**Text under study**
»»
After the fall of Aleppo, Raqqa and the Syrian city Dabiq last October; consequently, Islamic State (IS) demolished the 842-year old Al Nuri mosque.

However, apocalyptic beliefs were not widespread throughout the Middle-East before the U.S. led invasion of Iraq in 2003.It was the military invasion that radically transformed the landscape of eschatological ideologies, resulting in widespread apocalyptic thinking.

One such Sunni Salafist caught up in this groundswell of apocalyptic was Abu Musab Al Zarqawi, a bloodthirsty madman; even Osama bin Laden (OBL) didn’t agree with his brutal tactics war agenda of beheading the shite Muslim. Zarqawi became the leader of Al-Qaeda affiliate in Iraq after he fled from Afghanistan.

Zarqawi followed an apocalyptic extremist ideology while OBL had a less grandiose view about an imminent end to the contemporary world. For example, before the U.S drone strike on Zarqawi in 2006, Zarqawi famously acknowledged that “the spark has been lit here in Iraq and its heat will continue to intensify by Allah’s permission until it burns the crusader’s armies in Dabiq(Syria)”.

Having strategically less significance, Dabiq was a small Syrian town but IS used it for their political interests. Mainly because this city is where the battle called Armageddon will happen according to eschatological beliefs. Most importantly, ISIS is still operating its propaganda magazine named Dabiq.
««
**What you will do**
1 > In the text on apocalyptic beliefs and Dabiq, write out the passage that begins at the words "After the fall" and stops after "widespread apocalyptic thinking.", substituting "occupation" for "invasion".
2 > Do these statements agree with the text on apocalyptic beliefs and Dabiq? Answer yes or no for each, and quote the deciding words. (a) Zarqawi became leader of the Al-Qaeda affiliate in Iraq after fleeing Afghanistan. (b) Apocalyptic beliefs were widespread across the Middle East before the 2003 invasion of Iraq. (c) ISIS no longer runs its propaganda magazine Dabiq.

**Extracted information**
»»
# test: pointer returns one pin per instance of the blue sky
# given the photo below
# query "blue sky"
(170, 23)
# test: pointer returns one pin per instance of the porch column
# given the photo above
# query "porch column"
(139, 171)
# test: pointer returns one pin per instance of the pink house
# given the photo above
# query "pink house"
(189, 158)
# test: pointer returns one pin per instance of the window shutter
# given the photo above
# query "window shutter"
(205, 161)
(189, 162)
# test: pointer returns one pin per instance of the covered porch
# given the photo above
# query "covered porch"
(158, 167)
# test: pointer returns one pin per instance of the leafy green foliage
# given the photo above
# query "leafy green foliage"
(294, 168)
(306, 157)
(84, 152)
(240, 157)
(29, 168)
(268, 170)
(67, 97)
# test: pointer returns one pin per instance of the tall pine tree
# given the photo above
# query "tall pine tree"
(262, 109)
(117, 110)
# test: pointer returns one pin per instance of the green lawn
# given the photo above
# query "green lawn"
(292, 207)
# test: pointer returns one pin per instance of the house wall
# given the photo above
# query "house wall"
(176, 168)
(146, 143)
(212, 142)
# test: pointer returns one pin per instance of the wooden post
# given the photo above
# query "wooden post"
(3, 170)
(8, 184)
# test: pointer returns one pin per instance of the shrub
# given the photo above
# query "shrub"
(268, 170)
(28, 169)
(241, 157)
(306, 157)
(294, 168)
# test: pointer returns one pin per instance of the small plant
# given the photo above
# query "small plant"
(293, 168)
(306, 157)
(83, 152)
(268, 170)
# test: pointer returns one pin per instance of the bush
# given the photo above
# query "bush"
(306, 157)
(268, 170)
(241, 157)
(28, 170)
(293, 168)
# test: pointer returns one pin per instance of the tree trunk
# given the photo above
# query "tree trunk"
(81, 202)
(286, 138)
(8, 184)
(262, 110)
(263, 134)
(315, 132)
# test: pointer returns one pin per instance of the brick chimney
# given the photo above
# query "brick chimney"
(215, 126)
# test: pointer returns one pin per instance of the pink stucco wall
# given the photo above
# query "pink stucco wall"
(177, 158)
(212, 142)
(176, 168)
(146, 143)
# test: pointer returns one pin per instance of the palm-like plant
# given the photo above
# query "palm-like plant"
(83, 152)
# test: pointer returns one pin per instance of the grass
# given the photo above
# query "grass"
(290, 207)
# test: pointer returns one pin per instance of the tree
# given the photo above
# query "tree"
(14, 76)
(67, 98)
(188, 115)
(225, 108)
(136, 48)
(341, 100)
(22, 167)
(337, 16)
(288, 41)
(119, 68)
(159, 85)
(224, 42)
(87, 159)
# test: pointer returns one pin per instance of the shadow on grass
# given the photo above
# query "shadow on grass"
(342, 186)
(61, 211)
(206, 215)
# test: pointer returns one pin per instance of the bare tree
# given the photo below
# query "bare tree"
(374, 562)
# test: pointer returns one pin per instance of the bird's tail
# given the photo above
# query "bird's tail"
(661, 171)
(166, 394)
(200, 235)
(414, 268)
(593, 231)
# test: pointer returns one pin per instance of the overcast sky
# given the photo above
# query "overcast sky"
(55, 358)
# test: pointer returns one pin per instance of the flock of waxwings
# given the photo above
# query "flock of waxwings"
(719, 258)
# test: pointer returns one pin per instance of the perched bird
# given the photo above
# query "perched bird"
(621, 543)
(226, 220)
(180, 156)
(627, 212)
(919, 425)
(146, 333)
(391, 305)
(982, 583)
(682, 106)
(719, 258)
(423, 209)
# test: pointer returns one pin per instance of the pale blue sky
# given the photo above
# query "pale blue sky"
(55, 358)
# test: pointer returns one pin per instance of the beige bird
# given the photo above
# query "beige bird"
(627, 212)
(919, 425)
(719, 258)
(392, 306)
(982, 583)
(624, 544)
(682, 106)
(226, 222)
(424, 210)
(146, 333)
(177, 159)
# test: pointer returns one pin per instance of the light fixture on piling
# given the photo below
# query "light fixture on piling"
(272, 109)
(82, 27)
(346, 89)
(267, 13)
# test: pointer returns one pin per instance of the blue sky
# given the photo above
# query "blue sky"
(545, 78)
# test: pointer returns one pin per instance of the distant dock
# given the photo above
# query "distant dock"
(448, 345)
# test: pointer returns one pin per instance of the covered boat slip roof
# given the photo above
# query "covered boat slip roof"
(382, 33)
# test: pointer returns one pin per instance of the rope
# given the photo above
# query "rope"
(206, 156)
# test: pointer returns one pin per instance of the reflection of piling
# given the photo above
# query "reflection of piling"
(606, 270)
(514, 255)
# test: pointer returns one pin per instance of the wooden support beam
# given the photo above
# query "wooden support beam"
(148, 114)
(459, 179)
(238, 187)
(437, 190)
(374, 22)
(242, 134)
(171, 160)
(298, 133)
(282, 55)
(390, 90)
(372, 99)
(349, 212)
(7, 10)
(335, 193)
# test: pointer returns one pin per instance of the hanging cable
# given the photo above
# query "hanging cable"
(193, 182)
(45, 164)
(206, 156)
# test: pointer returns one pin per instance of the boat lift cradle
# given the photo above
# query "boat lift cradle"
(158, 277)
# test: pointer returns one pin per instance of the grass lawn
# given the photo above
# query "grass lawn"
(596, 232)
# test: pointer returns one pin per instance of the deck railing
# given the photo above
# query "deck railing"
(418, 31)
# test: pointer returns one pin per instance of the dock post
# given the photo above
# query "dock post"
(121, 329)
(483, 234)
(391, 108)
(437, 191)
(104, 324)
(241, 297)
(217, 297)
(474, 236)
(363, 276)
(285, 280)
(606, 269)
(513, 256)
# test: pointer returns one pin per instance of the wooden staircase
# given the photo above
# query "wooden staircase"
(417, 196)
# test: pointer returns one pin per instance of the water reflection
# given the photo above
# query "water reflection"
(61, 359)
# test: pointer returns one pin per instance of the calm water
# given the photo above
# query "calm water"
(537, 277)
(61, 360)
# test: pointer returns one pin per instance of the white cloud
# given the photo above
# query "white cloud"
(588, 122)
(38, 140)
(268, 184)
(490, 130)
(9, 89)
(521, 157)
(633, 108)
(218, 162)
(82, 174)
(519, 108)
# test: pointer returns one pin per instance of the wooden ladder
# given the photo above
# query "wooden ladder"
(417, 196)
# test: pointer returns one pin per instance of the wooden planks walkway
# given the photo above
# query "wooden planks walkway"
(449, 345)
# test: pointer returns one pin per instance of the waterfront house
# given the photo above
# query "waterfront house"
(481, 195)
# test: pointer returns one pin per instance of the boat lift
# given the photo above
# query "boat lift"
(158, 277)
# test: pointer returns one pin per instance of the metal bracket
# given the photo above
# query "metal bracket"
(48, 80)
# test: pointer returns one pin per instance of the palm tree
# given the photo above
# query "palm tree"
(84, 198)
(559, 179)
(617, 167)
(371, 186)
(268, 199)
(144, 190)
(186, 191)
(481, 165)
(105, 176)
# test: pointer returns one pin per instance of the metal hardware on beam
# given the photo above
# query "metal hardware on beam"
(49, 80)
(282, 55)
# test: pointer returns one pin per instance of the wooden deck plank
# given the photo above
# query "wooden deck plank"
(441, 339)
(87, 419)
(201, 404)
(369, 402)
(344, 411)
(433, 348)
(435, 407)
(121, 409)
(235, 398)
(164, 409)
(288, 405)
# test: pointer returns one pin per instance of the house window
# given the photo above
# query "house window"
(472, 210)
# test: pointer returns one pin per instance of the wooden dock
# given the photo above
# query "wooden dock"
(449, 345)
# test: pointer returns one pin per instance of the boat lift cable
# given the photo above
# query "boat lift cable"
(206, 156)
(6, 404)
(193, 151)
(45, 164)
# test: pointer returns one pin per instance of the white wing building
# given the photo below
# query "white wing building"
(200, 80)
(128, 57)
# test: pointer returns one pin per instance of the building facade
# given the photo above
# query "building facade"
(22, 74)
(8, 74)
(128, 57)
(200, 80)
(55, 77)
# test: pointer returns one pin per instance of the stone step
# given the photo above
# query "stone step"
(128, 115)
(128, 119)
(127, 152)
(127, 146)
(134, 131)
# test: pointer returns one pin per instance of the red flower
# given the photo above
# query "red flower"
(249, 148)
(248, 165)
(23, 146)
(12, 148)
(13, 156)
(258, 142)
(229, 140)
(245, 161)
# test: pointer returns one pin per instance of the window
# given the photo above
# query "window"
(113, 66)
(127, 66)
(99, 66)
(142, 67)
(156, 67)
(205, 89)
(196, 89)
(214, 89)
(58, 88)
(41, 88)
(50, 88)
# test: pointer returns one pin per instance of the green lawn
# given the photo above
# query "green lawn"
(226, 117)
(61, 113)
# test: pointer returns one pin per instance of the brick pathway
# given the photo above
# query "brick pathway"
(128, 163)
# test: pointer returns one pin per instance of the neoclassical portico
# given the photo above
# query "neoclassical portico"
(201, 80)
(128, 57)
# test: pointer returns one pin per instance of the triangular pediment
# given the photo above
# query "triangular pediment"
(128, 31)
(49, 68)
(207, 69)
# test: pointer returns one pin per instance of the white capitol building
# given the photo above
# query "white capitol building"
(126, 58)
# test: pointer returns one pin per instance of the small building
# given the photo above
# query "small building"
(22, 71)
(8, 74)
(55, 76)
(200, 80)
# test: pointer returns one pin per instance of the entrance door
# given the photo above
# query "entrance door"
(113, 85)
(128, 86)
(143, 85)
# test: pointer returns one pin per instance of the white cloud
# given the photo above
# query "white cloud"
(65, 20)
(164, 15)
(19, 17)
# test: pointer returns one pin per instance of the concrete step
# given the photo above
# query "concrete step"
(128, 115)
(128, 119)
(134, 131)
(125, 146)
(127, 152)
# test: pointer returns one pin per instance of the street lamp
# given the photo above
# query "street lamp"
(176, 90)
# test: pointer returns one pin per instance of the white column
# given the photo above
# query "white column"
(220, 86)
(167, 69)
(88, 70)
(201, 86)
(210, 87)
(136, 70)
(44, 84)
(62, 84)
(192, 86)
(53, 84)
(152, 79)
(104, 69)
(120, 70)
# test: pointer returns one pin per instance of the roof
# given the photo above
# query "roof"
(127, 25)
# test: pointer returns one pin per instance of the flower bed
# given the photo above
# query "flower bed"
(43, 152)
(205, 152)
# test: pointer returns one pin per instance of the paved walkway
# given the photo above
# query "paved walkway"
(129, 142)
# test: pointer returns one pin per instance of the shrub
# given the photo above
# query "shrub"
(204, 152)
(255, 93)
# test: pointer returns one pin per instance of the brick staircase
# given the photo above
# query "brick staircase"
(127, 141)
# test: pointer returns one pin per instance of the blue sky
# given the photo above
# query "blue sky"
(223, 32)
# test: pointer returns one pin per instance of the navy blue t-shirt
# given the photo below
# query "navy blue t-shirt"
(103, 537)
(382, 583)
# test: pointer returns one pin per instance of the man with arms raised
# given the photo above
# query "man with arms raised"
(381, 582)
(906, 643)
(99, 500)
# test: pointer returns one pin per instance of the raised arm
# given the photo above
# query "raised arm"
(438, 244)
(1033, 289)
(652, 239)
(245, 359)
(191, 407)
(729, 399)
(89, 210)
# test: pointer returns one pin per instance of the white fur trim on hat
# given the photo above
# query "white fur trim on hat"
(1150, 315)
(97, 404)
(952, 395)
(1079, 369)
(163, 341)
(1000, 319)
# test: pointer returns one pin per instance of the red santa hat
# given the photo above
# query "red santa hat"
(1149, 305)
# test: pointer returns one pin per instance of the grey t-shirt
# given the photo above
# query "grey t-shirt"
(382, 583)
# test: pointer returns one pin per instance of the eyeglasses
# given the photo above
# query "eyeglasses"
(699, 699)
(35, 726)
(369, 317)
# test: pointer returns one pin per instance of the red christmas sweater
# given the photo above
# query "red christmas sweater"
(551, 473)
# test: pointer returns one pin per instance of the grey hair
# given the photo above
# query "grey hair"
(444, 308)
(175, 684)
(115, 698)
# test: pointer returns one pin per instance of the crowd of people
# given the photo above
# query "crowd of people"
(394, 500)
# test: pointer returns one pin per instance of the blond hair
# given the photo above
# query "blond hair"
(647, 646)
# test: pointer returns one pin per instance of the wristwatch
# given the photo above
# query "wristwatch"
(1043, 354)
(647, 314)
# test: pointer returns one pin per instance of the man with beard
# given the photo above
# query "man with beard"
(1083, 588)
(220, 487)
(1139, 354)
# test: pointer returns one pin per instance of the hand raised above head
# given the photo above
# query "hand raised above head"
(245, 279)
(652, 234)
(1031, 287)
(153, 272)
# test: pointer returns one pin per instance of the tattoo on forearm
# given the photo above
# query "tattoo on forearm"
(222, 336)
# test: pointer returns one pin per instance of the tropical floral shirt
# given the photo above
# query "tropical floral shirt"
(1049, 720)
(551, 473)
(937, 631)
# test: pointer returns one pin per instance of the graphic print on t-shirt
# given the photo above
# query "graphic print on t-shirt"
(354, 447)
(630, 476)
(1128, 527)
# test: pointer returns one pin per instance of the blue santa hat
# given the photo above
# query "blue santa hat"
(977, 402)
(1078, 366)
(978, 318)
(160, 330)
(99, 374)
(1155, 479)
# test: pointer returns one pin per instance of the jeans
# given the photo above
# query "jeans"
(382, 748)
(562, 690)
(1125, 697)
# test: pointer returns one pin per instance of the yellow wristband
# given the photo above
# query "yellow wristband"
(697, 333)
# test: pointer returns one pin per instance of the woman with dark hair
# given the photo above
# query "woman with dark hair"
««
**Answers given**
1 >
After the fall of Aleppo, Raqqa and the Syrian city Dabiq last October; consequently, Islamic State (IS) demolished the 842-year old Al Nuri mosque.

However, apocalyptic beliefs were not widespread throughout the Middle-East before the U.S. led occupation of Iraq in 2003.It was the military occupation that radically transformed the landscape of eschatological ideologies, resulting in widespread apocalyptic thinking.

2 >
(a) Yes: "Zarqawi became the leader of Al-Qaeda affiliate in Iraq after he fled from Afghanistan."
(b) No: "apocalyptic beliefs were not widespread throughout the Middle-East before the U.S. led invasion of Iraq in 2003"
(c) No: "ISIS is still operating its propaganda magazine named Dabiq."